§ **WORK TO DO**: Rewrite the records from the start through the line containing "[(331, 160)]", changing "window blind" to "window shade" and leaving everything else as it is.

§ **ENTRIES SHOWN**:
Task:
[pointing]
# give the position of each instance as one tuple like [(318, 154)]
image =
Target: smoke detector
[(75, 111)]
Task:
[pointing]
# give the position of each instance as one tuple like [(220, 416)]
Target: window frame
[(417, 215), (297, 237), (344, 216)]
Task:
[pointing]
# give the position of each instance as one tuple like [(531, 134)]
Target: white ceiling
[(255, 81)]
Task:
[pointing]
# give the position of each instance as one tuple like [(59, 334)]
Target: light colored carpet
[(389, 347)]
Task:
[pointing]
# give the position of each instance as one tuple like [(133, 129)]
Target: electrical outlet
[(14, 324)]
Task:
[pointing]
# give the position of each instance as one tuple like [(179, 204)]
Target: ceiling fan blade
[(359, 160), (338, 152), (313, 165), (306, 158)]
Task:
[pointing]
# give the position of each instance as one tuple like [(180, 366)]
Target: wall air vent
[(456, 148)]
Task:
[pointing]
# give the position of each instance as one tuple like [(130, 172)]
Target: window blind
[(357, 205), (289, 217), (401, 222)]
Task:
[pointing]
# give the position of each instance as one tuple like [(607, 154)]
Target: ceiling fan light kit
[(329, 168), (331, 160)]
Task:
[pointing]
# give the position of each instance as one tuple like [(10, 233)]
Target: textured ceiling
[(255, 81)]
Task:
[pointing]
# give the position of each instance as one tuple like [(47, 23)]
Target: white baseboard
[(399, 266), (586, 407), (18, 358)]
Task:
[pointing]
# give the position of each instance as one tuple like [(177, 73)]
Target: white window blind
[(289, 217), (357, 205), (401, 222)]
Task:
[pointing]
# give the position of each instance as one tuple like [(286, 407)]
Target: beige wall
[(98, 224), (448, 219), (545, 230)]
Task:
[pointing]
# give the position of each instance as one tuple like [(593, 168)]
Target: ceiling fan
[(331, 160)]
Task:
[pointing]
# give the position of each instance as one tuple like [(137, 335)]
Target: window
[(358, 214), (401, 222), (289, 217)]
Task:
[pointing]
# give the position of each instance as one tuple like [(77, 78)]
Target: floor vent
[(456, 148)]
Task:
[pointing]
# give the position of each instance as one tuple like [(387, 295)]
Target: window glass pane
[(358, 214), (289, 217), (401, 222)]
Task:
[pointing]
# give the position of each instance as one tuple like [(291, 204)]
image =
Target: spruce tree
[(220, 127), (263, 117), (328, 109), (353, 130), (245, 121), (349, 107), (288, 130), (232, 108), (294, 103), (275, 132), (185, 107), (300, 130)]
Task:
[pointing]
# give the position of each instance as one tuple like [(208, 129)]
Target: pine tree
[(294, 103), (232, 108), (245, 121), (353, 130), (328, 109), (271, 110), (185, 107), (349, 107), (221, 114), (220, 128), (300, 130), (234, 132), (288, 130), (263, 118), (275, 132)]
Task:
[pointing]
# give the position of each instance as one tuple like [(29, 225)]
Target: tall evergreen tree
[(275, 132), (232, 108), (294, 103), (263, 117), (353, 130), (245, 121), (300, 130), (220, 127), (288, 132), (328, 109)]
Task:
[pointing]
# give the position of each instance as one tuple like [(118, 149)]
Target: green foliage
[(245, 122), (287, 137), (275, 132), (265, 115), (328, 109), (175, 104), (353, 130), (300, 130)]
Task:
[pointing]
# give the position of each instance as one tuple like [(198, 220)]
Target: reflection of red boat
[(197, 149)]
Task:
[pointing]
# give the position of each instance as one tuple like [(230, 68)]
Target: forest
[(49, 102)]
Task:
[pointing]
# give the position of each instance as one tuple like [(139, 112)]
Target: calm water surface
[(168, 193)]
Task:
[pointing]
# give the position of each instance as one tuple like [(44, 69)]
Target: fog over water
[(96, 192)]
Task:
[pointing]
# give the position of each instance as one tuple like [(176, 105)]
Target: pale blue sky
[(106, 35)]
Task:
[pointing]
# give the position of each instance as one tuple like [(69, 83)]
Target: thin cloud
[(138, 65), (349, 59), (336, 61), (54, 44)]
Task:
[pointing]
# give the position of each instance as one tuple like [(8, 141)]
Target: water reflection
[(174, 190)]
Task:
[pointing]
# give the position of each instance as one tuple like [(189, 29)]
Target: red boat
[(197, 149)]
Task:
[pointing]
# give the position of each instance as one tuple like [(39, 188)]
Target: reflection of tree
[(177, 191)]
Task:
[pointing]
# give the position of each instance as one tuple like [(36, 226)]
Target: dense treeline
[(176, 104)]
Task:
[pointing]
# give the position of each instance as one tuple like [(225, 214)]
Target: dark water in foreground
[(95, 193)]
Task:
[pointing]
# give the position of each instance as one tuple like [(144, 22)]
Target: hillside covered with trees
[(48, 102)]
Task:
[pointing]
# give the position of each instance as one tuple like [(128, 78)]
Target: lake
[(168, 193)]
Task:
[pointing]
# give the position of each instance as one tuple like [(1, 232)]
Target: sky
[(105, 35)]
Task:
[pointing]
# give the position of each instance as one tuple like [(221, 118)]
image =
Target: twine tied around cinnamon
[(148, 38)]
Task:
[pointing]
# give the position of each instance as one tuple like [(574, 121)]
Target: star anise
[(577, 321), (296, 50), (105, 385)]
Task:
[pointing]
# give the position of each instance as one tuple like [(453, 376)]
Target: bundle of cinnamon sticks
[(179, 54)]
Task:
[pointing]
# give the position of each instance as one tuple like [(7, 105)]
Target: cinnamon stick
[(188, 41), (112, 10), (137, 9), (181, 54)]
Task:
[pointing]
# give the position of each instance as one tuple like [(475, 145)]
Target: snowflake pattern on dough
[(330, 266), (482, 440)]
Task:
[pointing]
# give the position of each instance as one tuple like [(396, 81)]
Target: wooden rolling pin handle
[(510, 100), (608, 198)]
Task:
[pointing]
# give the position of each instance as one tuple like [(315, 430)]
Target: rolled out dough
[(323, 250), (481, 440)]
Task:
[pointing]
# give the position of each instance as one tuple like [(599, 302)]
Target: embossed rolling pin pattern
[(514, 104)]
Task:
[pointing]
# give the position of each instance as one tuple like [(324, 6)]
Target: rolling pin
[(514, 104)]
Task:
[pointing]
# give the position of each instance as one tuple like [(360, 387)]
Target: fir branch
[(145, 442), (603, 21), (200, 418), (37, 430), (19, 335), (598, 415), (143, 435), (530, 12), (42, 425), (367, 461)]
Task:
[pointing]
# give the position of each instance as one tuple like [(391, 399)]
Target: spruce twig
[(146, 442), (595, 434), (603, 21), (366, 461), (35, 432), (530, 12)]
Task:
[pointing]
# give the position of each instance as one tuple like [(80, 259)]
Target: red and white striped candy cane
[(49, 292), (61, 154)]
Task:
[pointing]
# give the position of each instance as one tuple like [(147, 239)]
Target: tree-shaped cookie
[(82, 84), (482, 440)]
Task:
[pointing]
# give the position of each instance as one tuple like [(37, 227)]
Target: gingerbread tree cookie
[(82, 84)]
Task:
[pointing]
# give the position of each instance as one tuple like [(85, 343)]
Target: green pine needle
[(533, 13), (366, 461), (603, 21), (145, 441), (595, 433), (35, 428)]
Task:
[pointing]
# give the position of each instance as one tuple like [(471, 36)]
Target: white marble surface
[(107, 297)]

§ **CORRECT RESPONSE**:
Task:
[pointing]
# give the position of each instance as one tuple like [(318, 154)]
image =
Target: smoke detector
[(75, 111)]
Task:
[pointing]
# give the position of each instance as one tuple like [(220, 416)]
Target: window frame
[(417, 215), (297, 237), (344, 216)]
Task:
[pointing]
# give the position of each instance as one tuple like [(531, 134)]
Target: white ceiling
[(255, 81)]
Task:
[pointing]
# give the position of each instance as one tuple like [(59, 334)]
Target: light colored carpet
[(389, 347)]
Task:
[pointing]
# give the position of each instance as one tuple like [(133, 129)]
Target: electrical outlet
[(14, 324)]
Task:
[pointing]
# give the position of each instance as one tuple like [(179, 204)]
Target: ceiling fan blade
[(359, 160), (338, 152), (313, 165), (306, 158)]
Task:
[pointing]
# give the position of each instance as one tuple like [(180, 366)]
Target: wall air vent
[(456, 148)]
Task:
[pointing]
# give the position of each instance as one tuple like [(130, 172)]
Target: window shade
[(357, 205), (289, 217), (401, 222)]
Task:
[pointing]
# give the position of each instance as one tuple like [(607, 154)]
Target: ceiling fan light kit
[(329, 168), (331, 160)]
Task:
[pointing]
# give the position of each instance as one tuple like [(10, 233)]
Target: textured ceiling
[(255, 81)]
Task:
[pointing]
# give the position of each instance as one tuple like [(47, 23)]
Target: white baseboard
[(399, 266), (586, 407), (18, 358)]
Task:
[pointing]
# give the position of each instance as one tuple like [(177, 73)]
Target: white window shade
[(289, 217), (357, 205), (401, 222)]
Task:
[pointing]
# give the position of each instance as one tuple like [(286, 407)]
Target: beige wall
[(98, 224), (448, 219), (545, 230)]
Task:
[pointing]
# give the position of each instance as one tuple like [(593, 168)]
Target: ceiling fan
[(331, 160)]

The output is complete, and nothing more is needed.